Some records:
• • •
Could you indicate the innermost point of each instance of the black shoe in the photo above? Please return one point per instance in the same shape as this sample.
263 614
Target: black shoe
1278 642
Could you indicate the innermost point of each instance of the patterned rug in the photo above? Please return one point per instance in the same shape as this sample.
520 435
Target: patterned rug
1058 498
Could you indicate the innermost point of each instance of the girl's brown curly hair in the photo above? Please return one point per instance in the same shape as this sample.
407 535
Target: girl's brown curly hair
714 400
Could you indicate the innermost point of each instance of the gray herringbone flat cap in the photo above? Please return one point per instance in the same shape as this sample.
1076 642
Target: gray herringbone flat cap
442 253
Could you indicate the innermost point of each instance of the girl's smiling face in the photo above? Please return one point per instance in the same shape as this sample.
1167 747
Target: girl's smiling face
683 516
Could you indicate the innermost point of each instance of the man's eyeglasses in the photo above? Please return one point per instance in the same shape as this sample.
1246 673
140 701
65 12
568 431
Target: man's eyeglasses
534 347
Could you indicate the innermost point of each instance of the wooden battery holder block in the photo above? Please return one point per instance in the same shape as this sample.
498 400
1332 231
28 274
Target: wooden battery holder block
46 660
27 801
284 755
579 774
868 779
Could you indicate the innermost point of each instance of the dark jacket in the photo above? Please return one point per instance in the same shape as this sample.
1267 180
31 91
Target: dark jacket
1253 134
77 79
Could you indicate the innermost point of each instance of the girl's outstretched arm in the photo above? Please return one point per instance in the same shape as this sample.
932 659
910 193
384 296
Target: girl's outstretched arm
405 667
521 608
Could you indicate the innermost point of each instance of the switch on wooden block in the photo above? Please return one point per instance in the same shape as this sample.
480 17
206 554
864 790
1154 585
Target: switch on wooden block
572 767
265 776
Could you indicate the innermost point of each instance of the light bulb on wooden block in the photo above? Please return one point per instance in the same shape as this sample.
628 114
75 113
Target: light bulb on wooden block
• • •
## Problem to solve
Copy the records above line for line, without altering anything.

## Finished task
Could you indicate the innermost point of each instance of the black shoe in the photo above? Please return one point per instance in the same shape as this sample.
263 614
Target: black shoe
1278 642
Could you indicate the innermost point of each instance of the patterned rug in the photo above? Please return one point per instance in the same shape as this sample.
520 435
Target: patterned rug
1058 498
Could you indicate the innermost point of each instance of the girl's brown curly hair in the photo above? Please return one point per instance in the same shape as this sample.
407 535
Target: girl's brown curly hair
714 400
Could you indicate the innermost point of each instance of the gray herringbone flat cap in the photo above? Please return one point per instance in the same shape as this sample.
1076 642
Target: gray herringbone flat cap
442 253
Could you indicate the innermost point of each instance of the girl's smiling face in the photo above? Please return one point per instance in the same shape as this sample.
1167 747
Target: girl's smiling face
683 516
Could you indicate the innermost point of each instance of the man's eyeglasses in the photo above? Please return one point per instance in the same shape as this sample.
1246 673
140 701
65 12
568 431
Target: man's eyeglasses
534 347
Could you indicate the innermost point of each instance of the wooden battery holder block in the photo above? Please return one point per instance in the same shape as this sample.
498 400
1332 231
28 274
Target: wooden battery holder block
46 660
27 801
284 755
579 774
868 779
Could you indicate the innermost point of each instance of the dark jacket in the photo above? Please return one point per instance in the same shape as this sample.
1267 180
31 91
Target: dark jacket
1253 134
77 79
Could you indicate the innermost point of each instance of the girl's outstretched arm in the photo above? Please return one point per instance in the same shape as this sample.
932 659
910 193
384 296
Target: girl's outstretched arm
405 667
521 608
Could you indicate the innermost point of each instance of the switch on wooden block in the photo above? Please return one point per instance in the same shape as this sample.
480 17
206 554
864 790
1154 585
Target: switch on wooden block
572 767
265 776
Could you indicate the innermost point of each instance of the light bulb on wooden block in the photo above? Please return one point per instance in the same shape as this sample.
628 114
75 113
Target: light bulb on wooden block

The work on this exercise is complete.